Assigned task:
Scan the data below. Pull out each line where "pendant" occurs.

(Data excerpts)
▬▬▬▬▬▬▬▬▬▬
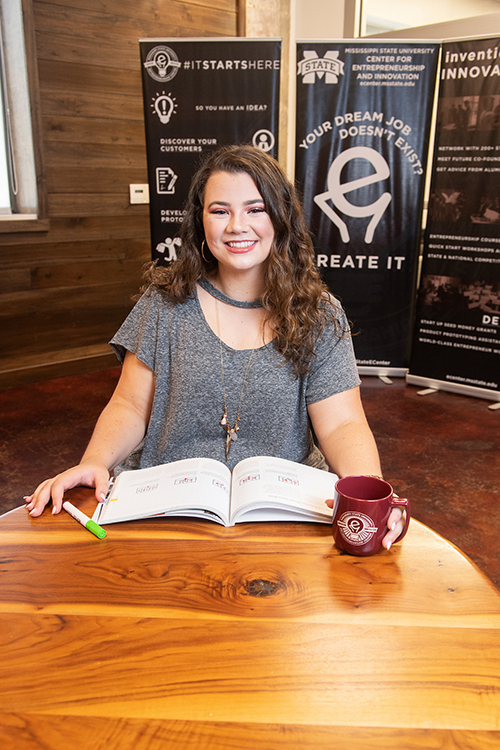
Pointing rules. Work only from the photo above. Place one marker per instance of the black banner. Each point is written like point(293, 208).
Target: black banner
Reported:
point(363, 122)
point(457, 335)
point(200, 94)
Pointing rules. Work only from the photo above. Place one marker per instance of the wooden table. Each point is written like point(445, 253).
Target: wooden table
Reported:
point(184, 634)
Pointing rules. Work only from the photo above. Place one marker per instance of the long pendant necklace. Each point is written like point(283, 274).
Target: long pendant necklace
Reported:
point(231, 432)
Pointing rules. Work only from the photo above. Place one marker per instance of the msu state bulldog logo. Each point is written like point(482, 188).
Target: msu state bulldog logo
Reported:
point(356, 528)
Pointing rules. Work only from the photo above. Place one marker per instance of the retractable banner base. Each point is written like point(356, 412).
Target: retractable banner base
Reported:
point(443, 385)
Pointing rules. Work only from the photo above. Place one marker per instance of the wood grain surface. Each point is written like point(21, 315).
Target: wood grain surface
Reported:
point(184, 634)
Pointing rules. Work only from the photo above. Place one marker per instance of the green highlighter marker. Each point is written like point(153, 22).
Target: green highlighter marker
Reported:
point(84, 520)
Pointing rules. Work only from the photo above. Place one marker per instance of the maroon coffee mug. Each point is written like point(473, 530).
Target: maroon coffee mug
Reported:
point(360, 513)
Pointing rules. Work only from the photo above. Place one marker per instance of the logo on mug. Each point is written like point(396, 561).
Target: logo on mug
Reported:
point(356, 528)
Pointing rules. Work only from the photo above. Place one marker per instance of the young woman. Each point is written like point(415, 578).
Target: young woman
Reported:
point(237, 349)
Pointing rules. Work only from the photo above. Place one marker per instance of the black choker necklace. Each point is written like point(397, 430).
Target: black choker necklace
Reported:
point(211, 289)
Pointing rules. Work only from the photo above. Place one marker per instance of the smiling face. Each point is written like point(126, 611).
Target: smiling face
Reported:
point(238, 229)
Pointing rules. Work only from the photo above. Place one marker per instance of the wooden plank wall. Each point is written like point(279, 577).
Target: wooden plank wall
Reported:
point(65, 291)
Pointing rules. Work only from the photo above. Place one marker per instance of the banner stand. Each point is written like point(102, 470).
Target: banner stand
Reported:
point(443, 385)
point(383, 372)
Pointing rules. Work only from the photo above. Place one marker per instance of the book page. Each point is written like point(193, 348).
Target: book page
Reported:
point(275, 483)
point(197, 487)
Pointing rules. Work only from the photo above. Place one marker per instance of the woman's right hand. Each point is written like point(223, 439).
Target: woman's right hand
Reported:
point(85, 474)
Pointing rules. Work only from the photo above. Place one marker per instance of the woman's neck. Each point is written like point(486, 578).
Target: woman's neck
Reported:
point(241, 287)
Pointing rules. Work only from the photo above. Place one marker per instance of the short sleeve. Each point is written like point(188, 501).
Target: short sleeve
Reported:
point(139, 332)
point(334, 368)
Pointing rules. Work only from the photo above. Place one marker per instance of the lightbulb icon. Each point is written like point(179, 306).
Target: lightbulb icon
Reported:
point(164, 107)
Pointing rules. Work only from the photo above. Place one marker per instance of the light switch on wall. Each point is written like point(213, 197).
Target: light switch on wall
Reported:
point(139, 193)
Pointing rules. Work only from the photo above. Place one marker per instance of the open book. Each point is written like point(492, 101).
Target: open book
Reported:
point(259, 489)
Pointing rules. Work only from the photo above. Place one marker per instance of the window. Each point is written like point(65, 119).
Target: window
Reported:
point(23, 203)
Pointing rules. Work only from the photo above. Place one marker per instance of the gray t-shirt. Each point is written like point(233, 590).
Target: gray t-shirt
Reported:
point(177, 344)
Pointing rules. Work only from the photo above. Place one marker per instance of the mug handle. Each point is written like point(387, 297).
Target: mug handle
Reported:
point(403, 503)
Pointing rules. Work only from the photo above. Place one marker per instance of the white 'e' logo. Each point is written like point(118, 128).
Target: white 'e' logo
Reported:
point(337, 190)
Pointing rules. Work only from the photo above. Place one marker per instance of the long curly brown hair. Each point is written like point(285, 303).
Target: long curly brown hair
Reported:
point(296, 300)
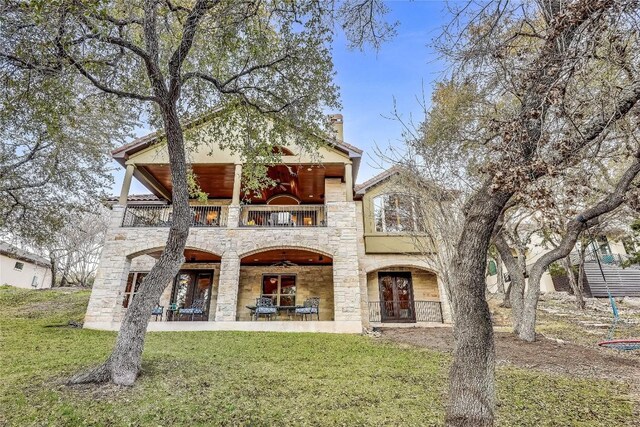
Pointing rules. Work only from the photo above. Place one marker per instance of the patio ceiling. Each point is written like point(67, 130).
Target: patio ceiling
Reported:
point(306, 182)
point(295, 256)
point(192, 255)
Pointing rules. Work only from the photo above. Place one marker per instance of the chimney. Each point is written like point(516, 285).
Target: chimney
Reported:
point(336, 123)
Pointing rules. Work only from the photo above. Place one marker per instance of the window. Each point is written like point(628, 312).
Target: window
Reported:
point(493, 268)
point(396, 213)
point(133, 284)
point(281, 288)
▬▬▬▬▬▬▬▬▬▬
Task answer:
Pointing rules. Work only from the photo above. Place one marker per instance of the long pendant necklace. Each point is written like point(283, 274).
Target: long pendant necklace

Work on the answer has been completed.